== QUOTED TEXT ==

=======

264

I've done some searching and can't figure out how to filter a dataframe by

df["col"].str.contains(word)

however I'm wondering if there is a way to do the reverse: filter a dataframe by that set's compliment. eg: to the effect of

!(df["col"].str.contains(word))

Can this be done through a DataFrame method?

9 Answers 9

500

You can use the invert (~) operator (which acts like a not for boolean data):

new_df = df[~df["col"].str.contains(word)]

where new_df is the copy returned by RHS.

contains also accepts a regular expression...


If the above throws a ValueError or TypeError, the reason is likely because you have mixed datatypes, so use na=False:

new_df = df[~df["col"].str.contains(word, na=False)]

Or,

new_df = df[df["col"].str.contains(word) == False]
2
  • 1
    Perfect! I'm SQL-familiar with regex and thought it was different in Python - saw a lot of articles with re.complies and told myself I'd get to that later. Looks like I overfit the search and it's just as you say : )

=======

== STORED DATA ==
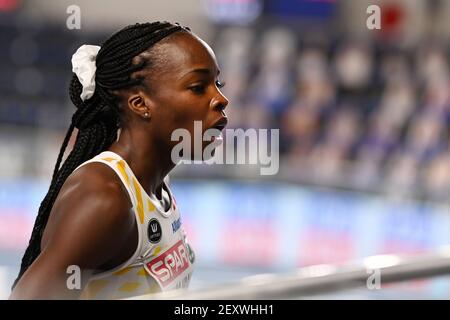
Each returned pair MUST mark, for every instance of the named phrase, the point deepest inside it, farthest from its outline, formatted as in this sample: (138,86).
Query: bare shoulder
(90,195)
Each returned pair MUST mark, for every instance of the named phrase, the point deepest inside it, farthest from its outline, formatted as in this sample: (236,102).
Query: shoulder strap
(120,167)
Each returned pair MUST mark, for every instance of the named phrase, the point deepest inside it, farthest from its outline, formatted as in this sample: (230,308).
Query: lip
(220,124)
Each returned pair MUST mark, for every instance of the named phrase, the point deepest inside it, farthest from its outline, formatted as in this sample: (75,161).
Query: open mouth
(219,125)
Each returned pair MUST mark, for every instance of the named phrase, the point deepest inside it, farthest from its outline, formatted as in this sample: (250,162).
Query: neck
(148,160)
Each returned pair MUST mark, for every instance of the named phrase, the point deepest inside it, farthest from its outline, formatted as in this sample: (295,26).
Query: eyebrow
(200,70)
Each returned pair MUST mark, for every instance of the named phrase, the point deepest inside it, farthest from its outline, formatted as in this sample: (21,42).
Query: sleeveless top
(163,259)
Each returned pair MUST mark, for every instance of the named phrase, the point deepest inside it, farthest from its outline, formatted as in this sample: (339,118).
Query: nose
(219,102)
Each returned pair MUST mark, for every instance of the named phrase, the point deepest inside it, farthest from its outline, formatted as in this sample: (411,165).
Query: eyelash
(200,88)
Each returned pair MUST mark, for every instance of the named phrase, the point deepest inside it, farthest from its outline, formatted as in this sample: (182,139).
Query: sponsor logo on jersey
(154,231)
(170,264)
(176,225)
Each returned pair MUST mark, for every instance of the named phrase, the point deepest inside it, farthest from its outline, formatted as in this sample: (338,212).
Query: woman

=======

== ACTIONS TO TAKE ==
a: In the pandas filtering thread, list every line of code that assigns a value to new_df.
b: Write out the pandas filtering thread starting at "Can this be" and ending at "a regular expression...", substituting "filtered_df" for "new_df" throughout.

== SOLVED PROBLEMS ==
a:
- new_df = df[~df["col"].str.contains(word)]
- new_df = df[~df["col"].str.contains(word, na=False)]
- new_df = df[df["col"].str.contains(word) == False]

b:
Can this be done through a DataFrame method?

9 Answers 9

500

You can use the invert (~) operator (which acts like a not for boolean data):

filtered_df = df[~df["col"].str.contains(word)]

where filtered_df is the copy returned by RHS.

contains also accepts a regular expression...